» **Brief**: Substitute "a single point for each instance" for "one dot per instance" wherever it occurs in the lines below, and give the lines back otherwise unchanged, without the pictures.

» **Input records**:
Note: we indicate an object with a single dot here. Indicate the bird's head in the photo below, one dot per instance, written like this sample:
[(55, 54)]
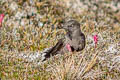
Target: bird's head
[(71, 25)]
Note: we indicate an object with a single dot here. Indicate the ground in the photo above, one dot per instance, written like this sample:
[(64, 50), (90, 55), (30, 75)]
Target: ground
[(30, 26)]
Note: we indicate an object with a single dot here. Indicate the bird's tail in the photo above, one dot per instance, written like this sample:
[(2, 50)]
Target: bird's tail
[(40, 56), (33, 56)]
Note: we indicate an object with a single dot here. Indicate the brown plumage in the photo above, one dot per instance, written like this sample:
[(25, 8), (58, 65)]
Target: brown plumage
[(74, 37)]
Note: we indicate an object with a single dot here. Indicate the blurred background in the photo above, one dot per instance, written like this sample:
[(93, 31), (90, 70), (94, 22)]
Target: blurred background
[(33, 25)]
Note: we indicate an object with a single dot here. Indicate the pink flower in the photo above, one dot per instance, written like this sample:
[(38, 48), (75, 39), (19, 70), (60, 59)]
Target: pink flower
[(1, 17), (68, 47), (95, 37)]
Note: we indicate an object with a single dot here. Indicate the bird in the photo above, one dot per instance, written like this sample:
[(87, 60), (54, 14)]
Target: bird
[(74, 40)]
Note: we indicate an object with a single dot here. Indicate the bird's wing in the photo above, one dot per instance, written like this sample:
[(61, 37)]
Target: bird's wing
[(53, 51)]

» **Answer to the exercise**:
Note: we indicate an object with a single dot here. Indicate the bird's head in the photo below, a single point for each instance, written like this sample:
[(55, 54)]
Target: bird's head
[(71, 25)]
Note: we indicate an object with a single dot here. Indicate the ground in the photo above, a single point for each instance, written like this sample:
[(64, 50), (90, 55), (30, 75)]
Target: ground
[(30, 26)]
Note: we indicate an object with a single dot here. Indicate the bird's tail in the photo above, a single point for each instance, written like this sample:
[(2, 50)]
Target: bird's tail
[(40, 56), (33, 56)]
Note: we indicate an object with a single dot here. Indicate the brown plumage in the photo above, a single point for each instance, written like this sample:
[(25, 8), (58, 65)]
Target: brown plumage
[(74, 37)]
Note: we indicate an object with a single dot here. Indicate the blurred background in the photo above, a single point for each instance, written like this sample:
[(93, 31), (90, 70), (94, 22)]
Target: blurred background
[(33, 25)]
Note: we indicate an object with a single dot here. Indicate the pink flower in the photo above, a single point for each instance, written like this sample:
[(38, 48), (75, 39), (19, 70), (60, 59)]
Target: pink flower
[(1, 17), (68, 47), (95, 37)]
Note: we indicate an object with a single dot here. Indicate the bird in the photo above, a single point for each instance, written like this sample:
[(87, 60), (54, 14)]
Target: bird
[(74, 40)]
Note: we indicate an object with a single dot here. Indicate the bird's wing in the photo above, a single point for each instance, written like this sample:
[(61, 37)]
Target: bird's wing
[(53, 51)]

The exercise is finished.